- _Sağlanan metin_:
******

Bu hafta CHP 39. Olağan Kurultayı’nı izledik. Ankara Arena’da, “Şimdi İktidar Zamanı” sloganıyla toplanan kurultay, parti programı, tüzük değişikliği, yeni kadrolar, gençlik kotası ayarı ve gölge kabine-model adayı ofisi gibi başlıklarla gündeme oturdu. Ancak bu canlı gündem, aynı zamanda CHP’ye yönelik – belki de Türkiye sağ-sosyal demokratik hareket geleneğine dair – çok daha derin, duygusal ve stratejik bir “mükemmeliyetçilik beklentisi-iktidar hedefi” tuzağını görünür kıldı.


Kurultay Ne Getirdi?


• 17 yıl sonra parti programı yenilendi; ekonomi, sosyal devlet, dış politika, demokrasi, adalet — dört ana başlıkta “yeni CHP vizyonu” ortaya kondu.
• Tüzükte değişiklik yapıldı, Parti Meclisi (PM) 60’tan 80 kişiye çıkarıldı; gençlik kotası 18–25’ten 18–30’a genişletildi. Ayrıca “gölge kabine” ve “Cumhurbaşkanlığı Aday Ofisi” gibi yapılar tüzüğe eklendi.
• Özgür Özel, kurultayda “Bu kurultay muhalefetteki son kurultayımızdır, 40’ıncısı iktidardaki ilk kurultay olacak” diyerek iddialı bir kapı araladı.
• Parti Meclisi’ne giren yeni kadrolar, “mevcut kadrolar + 32 yeni isim” biçiminde oluştu. Her ne kadar kadrolar, sanki bir koalisyonu andırır bir şekilde parti meclisine alınmış olsada, iktidar olalım derken ilk siyasal darbede terk etme anlayışı yaşanmaz. Çünkü her proğram cisimleşmiş kadrolarla yapılması halkta daha inandırıcı olabilir.


Tüm bu adımlar, CHP’nin “siyasal yeniden yapılanma” ve “iktidar iddiası”nı somutlaştırma çabası olarak tanımlanabilir. Fakat bir o kadar da, parti içi beklentileri, toplumsal umutları ve “mucize bekleyen” bakış açılarını harekete geçirdi.
“Kırk Katır / Kırk Satır” Çelişkisi; CHP’ye Yüklenen Mükemmeliyetçilik
CHP’nin 39. Kurultayı, sıradan bir iç demokrasi faaliyeti değil, toplumsal beklenti, tarihsel rol ve umut projeksiyonu yüklenmiş bir “kurucu an” gibi algılandı. Bu da partiyi;
• Her alanda “hemen adım atmalı”,
• Her sorunu “çözmeliyiz”,
• Her toplumsal kesimin umudu olmalı,
• İktidara taşınmalı,
şeklinde, gerçekçi sınırları zorlayan bir beklentiyle yüz yüze bıraktı.

******

- _Verilen bilgiler_:

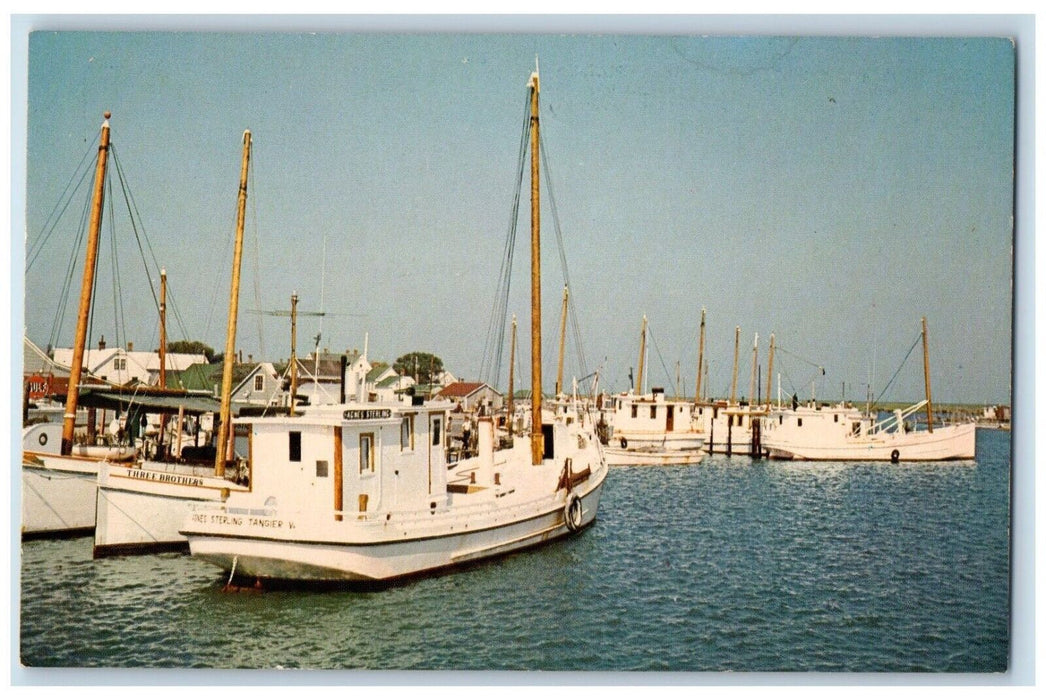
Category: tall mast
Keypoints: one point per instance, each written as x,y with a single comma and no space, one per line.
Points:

******

- _Görev talimatı_: CHP kurultayı hakkındaki yazıya göre tüzük değişikliğiyle Parti Meclisi'nin üye sayısı kaçtan kaça çıkarıldı?

- _Çıktı_: Parti Meclisi 60 kişiden 80 kişiye çıkarıldı.